Lines from the one containing "One point marks each instance of the pine" through the end of the data are to be returned exactly, and no others.
--------
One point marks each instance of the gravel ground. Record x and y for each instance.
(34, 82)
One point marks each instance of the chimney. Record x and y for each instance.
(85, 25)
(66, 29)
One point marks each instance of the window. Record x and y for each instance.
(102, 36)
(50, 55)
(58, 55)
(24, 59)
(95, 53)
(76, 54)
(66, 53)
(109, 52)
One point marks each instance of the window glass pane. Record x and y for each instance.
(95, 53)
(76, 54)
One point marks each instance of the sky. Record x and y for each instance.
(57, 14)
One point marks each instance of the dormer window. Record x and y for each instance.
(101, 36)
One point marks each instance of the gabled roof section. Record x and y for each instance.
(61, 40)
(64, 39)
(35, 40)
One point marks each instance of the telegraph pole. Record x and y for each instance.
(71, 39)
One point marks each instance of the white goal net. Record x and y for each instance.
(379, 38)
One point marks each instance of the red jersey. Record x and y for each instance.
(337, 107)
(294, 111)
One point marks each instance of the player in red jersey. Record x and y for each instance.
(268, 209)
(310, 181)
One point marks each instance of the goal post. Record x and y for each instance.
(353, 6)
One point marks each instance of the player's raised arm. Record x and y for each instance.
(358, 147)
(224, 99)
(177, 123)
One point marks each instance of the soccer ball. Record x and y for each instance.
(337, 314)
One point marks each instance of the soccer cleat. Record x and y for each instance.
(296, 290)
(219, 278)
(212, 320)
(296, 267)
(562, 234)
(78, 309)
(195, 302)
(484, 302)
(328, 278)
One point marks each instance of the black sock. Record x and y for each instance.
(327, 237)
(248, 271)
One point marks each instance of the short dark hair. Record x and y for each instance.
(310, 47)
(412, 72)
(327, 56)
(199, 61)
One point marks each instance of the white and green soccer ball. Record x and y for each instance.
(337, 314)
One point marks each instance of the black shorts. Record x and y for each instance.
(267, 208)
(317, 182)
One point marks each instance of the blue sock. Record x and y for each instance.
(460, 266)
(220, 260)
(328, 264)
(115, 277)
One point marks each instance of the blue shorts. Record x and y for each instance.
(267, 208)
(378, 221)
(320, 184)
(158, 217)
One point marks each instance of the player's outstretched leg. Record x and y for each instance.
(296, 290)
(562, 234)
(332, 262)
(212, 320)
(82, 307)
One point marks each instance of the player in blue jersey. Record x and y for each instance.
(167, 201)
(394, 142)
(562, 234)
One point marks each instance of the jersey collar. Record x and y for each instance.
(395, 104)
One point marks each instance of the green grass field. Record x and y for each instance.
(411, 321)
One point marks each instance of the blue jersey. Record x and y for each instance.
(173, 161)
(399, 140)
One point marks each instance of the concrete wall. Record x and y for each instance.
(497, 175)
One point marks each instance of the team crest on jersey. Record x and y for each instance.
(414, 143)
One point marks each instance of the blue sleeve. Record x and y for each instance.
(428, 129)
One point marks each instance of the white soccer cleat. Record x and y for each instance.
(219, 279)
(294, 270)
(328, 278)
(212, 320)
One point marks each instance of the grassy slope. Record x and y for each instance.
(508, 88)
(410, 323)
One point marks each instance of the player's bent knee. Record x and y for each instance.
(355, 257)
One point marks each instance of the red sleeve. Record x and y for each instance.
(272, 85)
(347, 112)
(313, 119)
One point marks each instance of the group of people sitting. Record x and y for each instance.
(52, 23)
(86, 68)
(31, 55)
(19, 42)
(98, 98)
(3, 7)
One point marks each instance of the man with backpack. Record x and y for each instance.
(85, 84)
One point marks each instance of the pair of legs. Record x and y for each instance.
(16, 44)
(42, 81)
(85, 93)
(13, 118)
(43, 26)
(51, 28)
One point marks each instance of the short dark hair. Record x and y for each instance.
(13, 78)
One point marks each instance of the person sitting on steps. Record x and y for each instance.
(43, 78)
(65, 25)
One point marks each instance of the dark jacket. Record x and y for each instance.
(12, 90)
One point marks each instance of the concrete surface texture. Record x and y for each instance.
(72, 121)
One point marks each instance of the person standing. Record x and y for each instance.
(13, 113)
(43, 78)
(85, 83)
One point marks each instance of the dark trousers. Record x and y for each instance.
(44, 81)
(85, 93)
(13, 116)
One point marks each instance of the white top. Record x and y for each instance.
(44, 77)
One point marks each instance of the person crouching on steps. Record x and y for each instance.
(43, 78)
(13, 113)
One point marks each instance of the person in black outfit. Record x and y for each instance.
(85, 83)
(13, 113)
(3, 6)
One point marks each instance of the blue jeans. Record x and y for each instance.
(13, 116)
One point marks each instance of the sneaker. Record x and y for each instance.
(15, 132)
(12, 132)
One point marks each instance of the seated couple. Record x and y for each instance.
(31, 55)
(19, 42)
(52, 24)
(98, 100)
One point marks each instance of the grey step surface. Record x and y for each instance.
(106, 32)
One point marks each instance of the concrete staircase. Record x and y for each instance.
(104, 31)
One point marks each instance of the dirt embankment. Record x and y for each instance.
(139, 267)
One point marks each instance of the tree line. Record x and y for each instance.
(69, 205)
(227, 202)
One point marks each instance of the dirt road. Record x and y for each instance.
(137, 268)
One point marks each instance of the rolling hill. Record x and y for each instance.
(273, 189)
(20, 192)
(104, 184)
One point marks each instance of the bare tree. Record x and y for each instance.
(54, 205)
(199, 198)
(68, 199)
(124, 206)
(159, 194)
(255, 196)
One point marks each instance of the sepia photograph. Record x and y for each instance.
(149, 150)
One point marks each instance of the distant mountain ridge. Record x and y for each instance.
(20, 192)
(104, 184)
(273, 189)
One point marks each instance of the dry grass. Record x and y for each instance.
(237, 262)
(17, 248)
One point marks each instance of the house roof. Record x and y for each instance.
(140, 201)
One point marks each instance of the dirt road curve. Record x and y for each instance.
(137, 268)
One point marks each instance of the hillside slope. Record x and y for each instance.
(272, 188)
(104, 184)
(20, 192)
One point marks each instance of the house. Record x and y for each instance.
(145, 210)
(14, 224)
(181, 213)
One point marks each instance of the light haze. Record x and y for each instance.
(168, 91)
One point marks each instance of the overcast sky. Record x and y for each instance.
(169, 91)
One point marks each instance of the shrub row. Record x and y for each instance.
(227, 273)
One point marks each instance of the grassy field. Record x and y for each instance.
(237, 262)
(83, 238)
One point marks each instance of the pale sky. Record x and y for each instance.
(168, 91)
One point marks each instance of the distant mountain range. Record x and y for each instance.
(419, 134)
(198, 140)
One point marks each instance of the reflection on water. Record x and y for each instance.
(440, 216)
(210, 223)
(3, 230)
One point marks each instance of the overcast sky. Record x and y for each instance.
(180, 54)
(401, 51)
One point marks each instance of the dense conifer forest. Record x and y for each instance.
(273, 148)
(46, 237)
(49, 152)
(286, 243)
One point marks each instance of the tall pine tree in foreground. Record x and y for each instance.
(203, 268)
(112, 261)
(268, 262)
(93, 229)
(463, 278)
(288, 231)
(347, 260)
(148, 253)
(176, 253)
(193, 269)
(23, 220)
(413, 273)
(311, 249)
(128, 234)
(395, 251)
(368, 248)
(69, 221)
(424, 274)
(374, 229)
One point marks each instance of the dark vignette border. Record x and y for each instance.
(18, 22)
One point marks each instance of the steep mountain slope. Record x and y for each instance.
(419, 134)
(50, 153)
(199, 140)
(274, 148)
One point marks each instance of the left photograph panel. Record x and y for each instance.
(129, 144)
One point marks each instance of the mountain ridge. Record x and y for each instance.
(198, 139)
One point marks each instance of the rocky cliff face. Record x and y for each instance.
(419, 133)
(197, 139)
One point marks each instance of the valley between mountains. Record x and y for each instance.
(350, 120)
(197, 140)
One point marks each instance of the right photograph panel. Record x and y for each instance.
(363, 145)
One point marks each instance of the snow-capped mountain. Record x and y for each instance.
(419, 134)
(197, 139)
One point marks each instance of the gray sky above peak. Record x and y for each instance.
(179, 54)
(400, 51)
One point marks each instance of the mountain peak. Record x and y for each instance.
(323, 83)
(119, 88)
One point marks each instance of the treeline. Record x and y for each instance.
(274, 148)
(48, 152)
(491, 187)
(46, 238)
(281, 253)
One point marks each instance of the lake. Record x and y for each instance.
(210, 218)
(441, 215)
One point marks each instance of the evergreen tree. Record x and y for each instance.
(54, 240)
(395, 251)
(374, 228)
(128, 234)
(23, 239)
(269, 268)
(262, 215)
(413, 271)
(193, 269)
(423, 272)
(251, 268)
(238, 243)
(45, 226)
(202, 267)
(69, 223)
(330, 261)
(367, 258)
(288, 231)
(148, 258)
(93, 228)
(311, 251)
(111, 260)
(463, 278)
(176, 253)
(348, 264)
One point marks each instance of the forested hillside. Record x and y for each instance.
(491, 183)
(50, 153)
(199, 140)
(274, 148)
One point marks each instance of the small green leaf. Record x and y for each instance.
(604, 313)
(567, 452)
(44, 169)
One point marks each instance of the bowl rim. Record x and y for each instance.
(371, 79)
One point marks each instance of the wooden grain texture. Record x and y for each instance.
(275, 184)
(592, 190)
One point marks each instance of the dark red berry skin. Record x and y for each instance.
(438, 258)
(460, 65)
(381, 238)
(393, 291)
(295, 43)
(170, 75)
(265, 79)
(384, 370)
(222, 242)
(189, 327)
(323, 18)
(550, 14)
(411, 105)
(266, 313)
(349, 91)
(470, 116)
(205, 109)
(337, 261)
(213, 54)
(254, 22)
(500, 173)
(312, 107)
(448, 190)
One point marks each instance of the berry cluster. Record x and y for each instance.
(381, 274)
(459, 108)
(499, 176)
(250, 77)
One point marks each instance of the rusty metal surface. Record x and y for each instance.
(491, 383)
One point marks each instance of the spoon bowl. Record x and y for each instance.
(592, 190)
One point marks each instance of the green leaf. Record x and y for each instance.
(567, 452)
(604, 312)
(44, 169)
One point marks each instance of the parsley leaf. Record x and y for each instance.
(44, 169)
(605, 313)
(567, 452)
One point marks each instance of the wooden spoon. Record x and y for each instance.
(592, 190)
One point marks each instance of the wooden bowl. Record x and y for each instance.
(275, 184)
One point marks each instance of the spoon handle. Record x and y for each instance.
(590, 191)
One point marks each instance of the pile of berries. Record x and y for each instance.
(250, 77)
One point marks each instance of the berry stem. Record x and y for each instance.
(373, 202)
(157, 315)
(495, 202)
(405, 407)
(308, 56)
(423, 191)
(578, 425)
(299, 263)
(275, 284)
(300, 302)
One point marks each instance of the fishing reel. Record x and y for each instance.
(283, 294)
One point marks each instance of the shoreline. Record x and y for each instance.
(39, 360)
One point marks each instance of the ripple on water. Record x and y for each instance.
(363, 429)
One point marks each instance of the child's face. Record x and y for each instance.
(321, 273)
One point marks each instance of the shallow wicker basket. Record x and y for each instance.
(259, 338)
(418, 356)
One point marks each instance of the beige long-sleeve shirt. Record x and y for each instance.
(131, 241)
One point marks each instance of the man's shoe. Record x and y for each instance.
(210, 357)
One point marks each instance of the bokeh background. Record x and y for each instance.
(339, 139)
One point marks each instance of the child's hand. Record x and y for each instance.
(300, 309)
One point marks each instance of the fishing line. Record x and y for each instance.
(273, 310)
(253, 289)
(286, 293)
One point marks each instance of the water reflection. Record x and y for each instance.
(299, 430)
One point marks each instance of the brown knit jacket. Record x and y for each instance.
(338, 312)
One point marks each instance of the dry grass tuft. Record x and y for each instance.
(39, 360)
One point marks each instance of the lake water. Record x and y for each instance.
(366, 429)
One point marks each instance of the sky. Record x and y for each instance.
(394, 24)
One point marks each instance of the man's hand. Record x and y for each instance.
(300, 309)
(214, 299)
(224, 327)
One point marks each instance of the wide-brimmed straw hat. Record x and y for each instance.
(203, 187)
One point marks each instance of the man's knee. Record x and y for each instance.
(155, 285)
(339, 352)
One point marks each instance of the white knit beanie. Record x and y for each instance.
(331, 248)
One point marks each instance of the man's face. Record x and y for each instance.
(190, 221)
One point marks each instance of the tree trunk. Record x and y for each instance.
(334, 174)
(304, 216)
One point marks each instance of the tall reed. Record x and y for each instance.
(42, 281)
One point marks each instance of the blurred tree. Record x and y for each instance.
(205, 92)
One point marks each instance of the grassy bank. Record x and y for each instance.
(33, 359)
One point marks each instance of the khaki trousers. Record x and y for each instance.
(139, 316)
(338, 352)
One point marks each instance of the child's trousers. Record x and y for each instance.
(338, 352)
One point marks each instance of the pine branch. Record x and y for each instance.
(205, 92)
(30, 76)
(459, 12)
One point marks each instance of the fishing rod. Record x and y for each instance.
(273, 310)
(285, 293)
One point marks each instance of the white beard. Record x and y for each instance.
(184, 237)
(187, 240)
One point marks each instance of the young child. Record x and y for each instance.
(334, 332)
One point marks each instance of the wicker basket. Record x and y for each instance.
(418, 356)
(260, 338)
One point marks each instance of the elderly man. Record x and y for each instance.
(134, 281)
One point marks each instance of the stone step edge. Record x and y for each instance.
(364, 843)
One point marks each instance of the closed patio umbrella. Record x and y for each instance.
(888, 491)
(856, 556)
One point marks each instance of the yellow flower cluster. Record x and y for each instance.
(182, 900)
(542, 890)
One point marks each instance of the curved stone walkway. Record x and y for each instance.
--------
## Finished exercise
One point marks each instance of the pine branch. Record x and y for each instance.
(205, 92)
(30, 76)
(459, 12)
One point marks each instance of the fishing rod. Record x and y for each instance.
(273, 310)
(285, 293)
One point marks each instance of the white beard. Record x and y for each instance.
(184, 237)
(187, 240)
One point marks each instance of the young child. Record x and y for each instance.
(334, 332)
One point marks each instance of the wicker basket. Record x and y for each instance.
(418, 356)
(260, 338)
One point marks each instance of the elderly man. Record x and y for each instance.
(134, 281)
One point marks each instance of the stone step edge. Record x and y for each instance.
(364, 843)
One point marks each instance of the closed patio umbrella. Record x and y for each instance.
(888, 491)
(856, 556)
One point marks each instance of the yellow flower cluster. Record x and y for each instance.
(182, 900)
(542, 890)
One point marks each instance of the curved stone walkway. Record x and y for each instance.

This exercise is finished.